● Instruction: The records below hold pictures; please leave those out and retype the rest exactly.

[Location identification items]
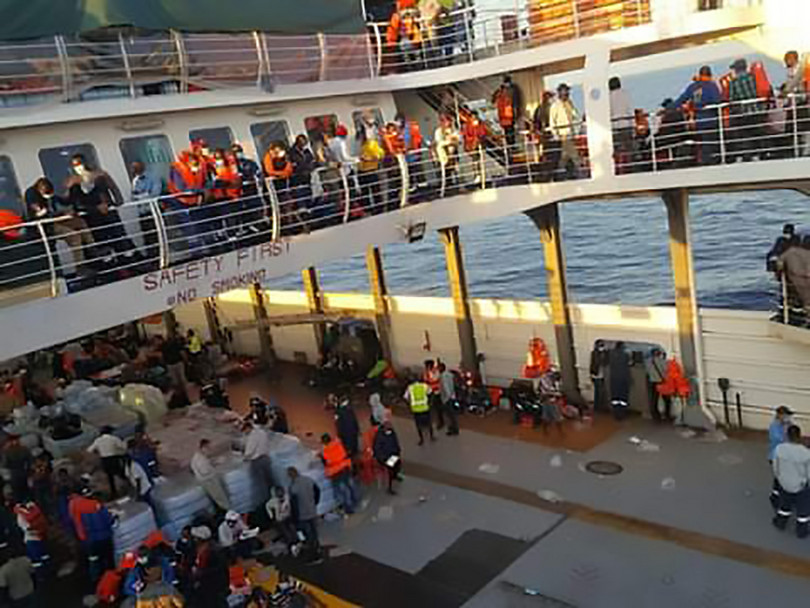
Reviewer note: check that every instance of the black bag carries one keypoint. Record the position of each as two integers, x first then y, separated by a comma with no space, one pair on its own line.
213,396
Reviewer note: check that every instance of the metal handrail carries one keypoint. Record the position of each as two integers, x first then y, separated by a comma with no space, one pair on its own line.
128,73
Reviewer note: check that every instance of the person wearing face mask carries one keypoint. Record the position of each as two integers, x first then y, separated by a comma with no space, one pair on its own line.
144,188
250,207
94,193
186,217
42,204
226,194
279,169
564,124
303,164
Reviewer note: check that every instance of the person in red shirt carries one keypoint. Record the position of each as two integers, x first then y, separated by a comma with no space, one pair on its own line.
339,471
432,377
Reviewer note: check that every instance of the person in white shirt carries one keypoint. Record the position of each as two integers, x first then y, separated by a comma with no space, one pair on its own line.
235,536
564,124
207,475
257,453
110,449
139,480
447,141
279,510
791,466
622,119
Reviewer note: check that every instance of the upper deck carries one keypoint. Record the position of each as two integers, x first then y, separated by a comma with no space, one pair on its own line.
73,78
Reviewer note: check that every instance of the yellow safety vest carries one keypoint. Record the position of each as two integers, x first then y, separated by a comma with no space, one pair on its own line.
194,345
418,397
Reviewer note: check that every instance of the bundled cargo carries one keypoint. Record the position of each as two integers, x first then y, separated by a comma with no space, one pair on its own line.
146,401
245,492
179,502
134,522
60,448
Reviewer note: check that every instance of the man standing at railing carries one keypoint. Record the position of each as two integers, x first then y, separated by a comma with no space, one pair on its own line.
94,192
705,97
508,104
564,122
745,113
796,87
42,204
622,118
144,189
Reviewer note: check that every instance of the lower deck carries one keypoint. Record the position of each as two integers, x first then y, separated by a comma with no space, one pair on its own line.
687,524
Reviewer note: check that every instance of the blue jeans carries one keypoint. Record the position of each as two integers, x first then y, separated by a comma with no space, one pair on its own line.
344,487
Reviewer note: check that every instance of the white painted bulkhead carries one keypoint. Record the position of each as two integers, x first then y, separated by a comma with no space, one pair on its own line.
766,370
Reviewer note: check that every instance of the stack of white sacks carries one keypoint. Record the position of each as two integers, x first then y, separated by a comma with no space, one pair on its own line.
134,522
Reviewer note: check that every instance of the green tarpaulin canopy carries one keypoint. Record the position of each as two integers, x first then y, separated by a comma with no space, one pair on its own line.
23,19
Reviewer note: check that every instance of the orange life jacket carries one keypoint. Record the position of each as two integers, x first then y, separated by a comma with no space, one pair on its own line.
335,458
675,384
538,361
473,132
7,220
109,585
34,518
764,89
276,167
183,179
228,174
506,108
393,141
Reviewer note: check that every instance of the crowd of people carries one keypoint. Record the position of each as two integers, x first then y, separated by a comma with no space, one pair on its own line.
739,116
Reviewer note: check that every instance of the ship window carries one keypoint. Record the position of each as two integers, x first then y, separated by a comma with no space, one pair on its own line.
357,118
317,126
154,151
56,162
10,197
266,133
215,137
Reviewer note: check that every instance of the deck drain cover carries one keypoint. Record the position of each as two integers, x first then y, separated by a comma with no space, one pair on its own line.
604,467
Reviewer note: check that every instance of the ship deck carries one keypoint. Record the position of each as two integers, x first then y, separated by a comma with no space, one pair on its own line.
462,534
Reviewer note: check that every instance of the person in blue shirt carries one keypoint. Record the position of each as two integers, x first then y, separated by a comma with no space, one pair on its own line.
777,432
705,97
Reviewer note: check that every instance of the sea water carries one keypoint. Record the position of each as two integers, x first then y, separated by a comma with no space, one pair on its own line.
617,252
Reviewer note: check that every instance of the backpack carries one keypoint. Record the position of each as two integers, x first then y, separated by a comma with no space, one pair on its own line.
34,517
108,590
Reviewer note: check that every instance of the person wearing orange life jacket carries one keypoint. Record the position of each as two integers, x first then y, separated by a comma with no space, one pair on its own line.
669,381
404,39
31,520
188,183
796,89
92,523
338,469
226,191
507,103
473,133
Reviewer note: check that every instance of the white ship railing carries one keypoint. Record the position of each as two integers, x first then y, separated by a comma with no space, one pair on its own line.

● Output of the exercise:
Reviewer note: check that every instance of the black bag carries one keypoint. Record the position of each as two integers, x first then y, separated by a comma with no space, one pair on its own line.
213,396
Reviewer note: check that every instance of the metal handrail carries one keypoint. Record the position of each as two integers, x first then y, separated by a comma with no space, one pair on its own line.
128,73
Reviewer note: check that every instance of the person wearing face mask carries one keypoint. Record the position of each as two integers, x first then y, separated by a comma with no space, one pair on its own line.
144,188
250,207
94,193
186,217
42,204
226,194
279,169
564,124
303,164
Reviewer note: check that every instance of the person in red shirt carries one keypoint. Record the position of each as two integers, x first then y, separated by a comma with no space, one pair on its own line.
339,471
432,377
Reviewer note: check that every instance of the person in white shirt carries one keypoint. Record the position of each as two integers, x first then y, separated by a comma with no space, one pair on its own line.
235,536
564,124
207,475
257,453
110,449
139,480
447,141
279,510
791,466
622,119
Reviewer note: check that every instance of the upper deck carries one keypoint. Record the position of each as two integers, x first then y, separated by a comma with no space, one pair on its own line.
73,78
Reviewer note: check that every instance of the yellow safety vest carries one keypoint. Record the position of each as two integers, x first then y, separated by a comma with no space, one pair on its own line.
194,345
418,397
Reviewer note: check that every instance of the bundled cargo carries one keypoint. Record the position of each as two integers, x first then y, separated by a comma with no space, one pair on its own line.
146,401
245,492
179,502
134,522
60,448
Reviewer note: check that every instance of the man standing at railing carries one keypoint. Record the position of each as two integers, x first then y, separated by a comma with no space, one pair on its own line.
94,192
705,97
508,104
564,122
745,113
796,87
42,204
622,118
144,189
Reviewer note: check that every instance of the lower deck carries one keypoint. Record the position of each as two integers, x first then y, separated by a comma with no space, one pair on its own line.
687,524
Reviewer note: check that every instance of the blue jeans carries one keypoint. Record the position of each as two integers, x first then y, separated by a comma with no space, one pair on its own line.
344,487
Reviewer note: check that every instance of the white painted bulkhead carries one keypoint. Record the position of each as two integers, x first then y, separated by a comma with no space, one pair on its own line.
766,370
Reviewer note: check that every instance of the stack of white sacks carries one keypoint. Record the position of each as two integers, x first then y, separated by a comma with no space, one pair on its own line.
134,522
Reviewer note: check that every instance of the green tarpaulin canopy carries one keypoint. Record the position of each as two integers, x first then y, separated by a comma with no space, one pair on its own line.
23,19
Reviewer note: check that every instance of the orange life jacket carries one keypoint. Record the position of each as two integers, x first then y, separated by a comma with no space, one pair on its own line.
335,458
675,384
538,361
473,132
7,220
109,585
34,518
764,89
276,167
183,179
228,174
506,108
393,141
Reviewer note: check that every instance of the crowd of people carries one keypoint. Record the position of each as two integers, x first then y, separated by a comma with no space, one pair on its own line.
739,116
Reviewer note: check that every instance of the ship window carries one keypoint. Record the position of each as two integers, x first then y, separated by a comma with no space, one pair on its own line.
357,118
317,126
154,151
56,162
10,197
266,133
215,137
Reviewer note: check that every instance of the deck drain cover carries one keypoint. Record the position of each as two integers, x first then y, separated by a comma with no space, one pair on its own line.
604,467
Reviewer note: check that every instance of the ship deck carries one keypoint. Record the position of each as two integers, x first then y, separated by a comma with no space, one pair on its own line.
462,534
Reviewer note: check that every instance of the person in blue shirt carries one keypoint. Record the position of each as two integers, x first then y, separated by a comma with no space, one pair on its own line.
777,432
705,97
Reviewer note: check that every instance of the sea water carries one keypoint. Record the position of each as two integers, x first then y, separated by a comma with no space, one pair on its own line.
617,252
Reviewer note: check that every instance of the backpack carries one keypoint. Record the position of each as two integers, x first then y, separated by a comma with no space, one pair on its own line.
34,517
108,590
Reviewer note: check that every instance of the person wearing orange life jacket carries one keypoint. Record the position of each as two integers, x first then y, separated by a comma with no space, one pair on its own line.
669,381
404,39
31,520
188,183
796,89
92,523
338,469
226,191
507,103
473,133
Reviewer note: check that every instance of the white ship railing carries one keypoint. Record the position of each as two integers, x first then y, separated by a comma with no space, one pair on its own line.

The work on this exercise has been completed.